**Selected passage**:
** start **
Given these conditions, it’s not surprising then that in the 1980s some coal county schools assigned homework to be done in class because there weren’t enough books (outdated books at that) for students to take home. Allowing time for homework in class, of course, reduces the time for teaching. Having the largest property owners virtually exempt from taxation created innumerable problems for school systems.
The land study’s findings stirred the press across the region. The Louisville Courier-Journal called for legislation against “this economic colonialism,” The Nashville Tennessean called the situation “an outrage,” and the Charleston (WV) Gazette demanded: “End the exploitation.”
Is it any wonder why regional activists and public thinkers puzzle over network news specials on Appalachia that repeat the statistics about poor schools, high dropout rates and poor health, yet never mention this more complete explanation about why these conditions exist?
Paying the price of others’ prosperity
It is difficult to avoid the conclusion that Appalachia has been sacrificed to fuel the nation’s prosperity and development. The poverty, the bad health, the drug abuse and bad schools are the costs of coal that aren’t reflected in the price of electricity. Harry Caudill warned over 45 years ago that these costs are ultimately paid when he advised that the nation “cannot afford to leave large islands of its own population behind, stranded, and ignored… an anchor dragging behind the rest of America.”
** end **
**Provided information**:
** start **
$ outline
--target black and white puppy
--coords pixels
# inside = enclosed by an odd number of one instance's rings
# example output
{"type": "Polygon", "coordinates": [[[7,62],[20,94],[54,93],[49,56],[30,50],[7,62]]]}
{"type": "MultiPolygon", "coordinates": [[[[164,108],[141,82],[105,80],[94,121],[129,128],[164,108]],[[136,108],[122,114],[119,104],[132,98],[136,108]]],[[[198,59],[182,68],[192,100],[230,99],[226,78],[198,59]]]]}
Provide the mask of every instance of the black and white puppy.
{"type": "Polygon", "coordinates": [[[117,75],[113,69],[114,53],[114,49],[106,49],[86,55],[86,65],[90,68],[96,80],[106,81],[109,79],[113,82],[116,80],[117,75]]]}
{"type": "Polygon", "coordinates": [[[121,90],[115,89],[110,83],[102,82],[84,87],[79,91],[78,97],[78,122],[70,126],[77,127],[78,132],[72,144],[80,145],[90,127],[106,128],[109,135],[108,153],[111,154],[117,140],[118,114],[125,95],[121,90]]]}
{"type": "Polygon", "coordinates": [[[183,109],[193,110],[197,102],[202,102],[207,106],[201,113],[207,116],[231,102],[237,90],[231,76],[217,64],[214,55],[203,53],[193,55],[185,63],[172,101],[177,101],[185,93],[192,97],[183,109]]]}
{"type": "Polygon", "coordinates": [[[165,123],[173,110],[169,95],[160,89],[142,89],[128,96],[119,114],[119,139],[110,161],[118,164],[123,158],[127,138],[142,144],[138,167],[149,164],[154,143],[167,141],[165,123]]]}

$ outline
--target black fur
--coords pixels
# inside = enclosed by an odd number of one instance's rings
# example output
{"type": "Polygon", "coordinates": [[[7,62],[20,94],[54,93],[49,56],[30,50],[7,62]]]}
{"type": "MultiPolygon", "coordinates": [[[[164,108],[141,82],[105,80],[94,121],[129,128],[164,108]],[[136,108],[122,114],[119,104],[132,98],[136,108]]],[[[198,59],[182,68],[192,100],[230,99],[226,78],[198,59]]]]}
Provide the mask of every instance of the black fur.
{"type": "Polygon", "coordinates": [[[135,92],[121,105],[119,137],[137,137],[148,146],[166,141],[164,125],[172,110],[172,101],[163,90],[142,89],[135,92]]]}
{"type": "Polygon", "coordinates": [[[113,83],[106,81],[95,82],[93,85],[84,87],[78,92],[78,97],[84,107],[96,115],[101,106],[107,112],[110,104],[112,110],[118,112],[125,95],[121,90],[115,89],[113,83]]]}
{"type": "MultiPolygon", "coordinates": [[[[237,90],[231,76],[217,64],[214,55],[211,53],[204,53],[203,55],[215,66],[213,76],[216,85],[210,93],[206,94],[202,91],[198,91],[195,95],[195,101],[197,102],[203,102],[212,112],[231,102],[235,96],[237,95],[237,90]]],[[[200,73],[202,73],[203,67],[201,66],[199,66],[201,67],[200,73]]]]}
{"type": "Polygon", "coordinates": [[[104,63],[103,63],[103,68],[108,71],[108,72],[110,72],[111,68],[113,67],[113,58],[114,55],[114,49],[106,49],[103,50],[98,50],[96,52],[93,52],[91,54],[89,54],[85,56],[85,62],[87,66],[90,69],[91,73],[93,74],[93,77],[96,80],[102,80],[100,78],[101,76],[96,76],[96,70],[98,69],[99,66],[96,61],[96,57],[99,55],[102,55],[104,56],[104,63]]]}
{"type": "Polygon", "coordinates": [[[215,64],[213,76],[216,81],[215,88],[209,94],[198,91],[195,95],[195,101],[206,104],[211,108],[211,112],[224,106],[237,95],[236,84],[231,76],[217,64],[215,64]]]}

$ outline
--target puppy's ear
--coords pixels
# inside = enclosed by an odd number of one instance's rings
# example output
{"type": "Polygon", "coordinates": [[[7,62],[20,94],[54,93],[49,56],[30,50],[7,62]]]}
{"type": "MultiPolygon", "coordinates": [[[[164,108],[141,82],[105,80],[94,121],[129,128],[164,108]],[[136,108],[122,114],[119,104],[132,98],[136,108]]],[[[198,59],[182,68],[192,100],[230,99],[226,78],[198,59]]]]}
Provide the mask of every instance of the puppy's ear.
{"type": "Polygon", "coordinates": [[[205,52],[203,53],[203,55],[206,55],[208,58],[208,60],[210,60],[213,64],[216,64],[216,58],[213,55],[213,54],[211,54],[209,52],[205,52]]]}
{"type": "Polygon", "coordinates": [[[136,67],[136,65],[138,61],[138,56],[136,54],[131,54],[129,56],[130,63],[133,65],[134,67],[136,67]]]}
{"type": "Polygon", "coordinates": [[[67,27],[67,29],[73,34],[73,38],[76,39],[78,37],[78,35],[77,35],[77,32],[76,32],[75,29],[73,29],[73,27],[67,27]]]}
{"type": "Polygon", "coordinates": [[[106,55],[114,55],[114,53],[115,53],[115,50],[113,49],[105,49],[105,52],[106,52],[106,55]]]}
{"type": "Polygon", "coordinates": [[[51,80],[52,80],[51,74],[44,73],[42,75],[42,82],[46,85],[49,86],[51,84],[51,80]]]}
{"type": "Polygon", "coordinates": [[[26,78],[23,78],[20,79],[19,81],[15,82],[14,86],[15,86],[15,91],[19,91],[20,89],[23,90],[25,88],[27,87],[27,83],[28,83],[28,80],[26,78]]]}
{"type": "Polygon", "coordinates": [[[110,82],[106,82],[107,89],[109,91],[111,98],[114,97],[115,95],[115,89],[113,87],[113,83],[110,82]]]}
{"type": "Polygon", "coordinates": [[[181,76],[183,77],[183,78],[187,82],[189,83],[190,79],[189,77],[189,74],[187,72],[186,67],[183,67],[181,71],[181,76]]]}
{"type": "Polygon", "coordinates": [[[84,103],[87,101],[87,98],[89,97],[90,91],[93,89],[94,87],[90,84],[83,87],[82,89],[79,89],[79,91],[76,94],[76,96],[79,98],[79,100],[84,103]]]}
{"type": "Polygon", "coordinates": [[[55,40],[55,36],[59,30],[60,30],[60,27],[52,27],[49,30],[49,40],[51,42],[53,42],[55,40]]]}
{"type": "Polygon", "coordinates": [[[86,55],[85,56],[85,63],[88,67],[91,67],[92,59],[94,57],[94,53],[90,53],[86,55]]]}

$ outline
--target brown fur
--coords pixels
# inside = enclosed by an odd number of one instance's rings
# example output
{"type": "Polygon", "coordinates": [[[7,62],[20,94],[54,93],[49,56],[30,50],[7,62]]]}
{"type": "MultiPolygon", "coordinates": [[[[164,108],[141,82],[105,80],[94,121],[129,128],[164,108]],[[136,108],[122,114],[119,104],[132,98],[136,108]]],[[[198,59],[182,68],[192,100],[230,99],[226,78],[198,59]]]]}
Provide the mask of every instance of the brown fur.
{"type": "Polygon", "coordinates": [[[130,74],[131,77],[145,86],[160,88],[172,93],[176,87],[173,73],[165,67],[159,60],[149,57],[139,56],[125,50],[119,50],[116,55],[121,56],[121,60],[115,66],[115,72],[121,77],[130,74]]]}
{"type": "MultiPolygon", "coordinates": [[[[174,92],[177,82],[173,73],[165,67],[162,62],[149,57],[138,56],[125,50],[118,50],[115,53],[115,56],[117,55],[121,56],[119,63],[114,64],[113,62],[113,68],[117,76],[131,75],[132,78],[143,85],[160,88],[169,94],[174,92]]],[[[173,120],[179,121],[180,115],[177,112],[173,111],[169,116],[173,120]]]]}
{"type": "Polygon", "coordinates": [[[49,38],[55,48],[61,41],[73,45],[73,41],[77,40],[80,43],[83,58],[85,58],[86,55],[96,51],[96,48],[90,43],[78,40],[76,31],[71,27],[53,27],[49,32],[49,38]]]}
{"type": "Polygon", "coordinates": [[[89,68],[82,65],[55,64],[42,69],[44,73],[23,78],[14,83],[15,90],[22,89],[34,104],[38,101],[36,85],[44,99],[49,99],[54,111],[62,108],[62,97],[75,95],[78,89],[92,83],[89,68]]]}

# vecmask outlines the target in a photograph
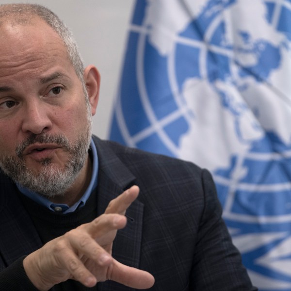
** end **
**To-do list**:
- a) Name every newspaper mentioned in the passage on Appalachia.
- b) Write out the part of the passage on Appalachia that opens with the words "Given these conditions, it’s" and closes with "for school systems.", swapping "teaching" for "instruction".

**Set of answers**:
- a)
The Louisville Courier-Journal
The Nashville Tennessean
The Charleston (WV) Gazette

- b)
Given these conditions, it’s not surprising then that in the 1980s some coal county schools assigned homework to be done in class because there weren’t enough books (outdated books at that) for students to take home. Allowing time for homework in class, of course, reduces the time for instruction. Having the largest property owners virtually exempt from taxation created innumerable problems for school systems.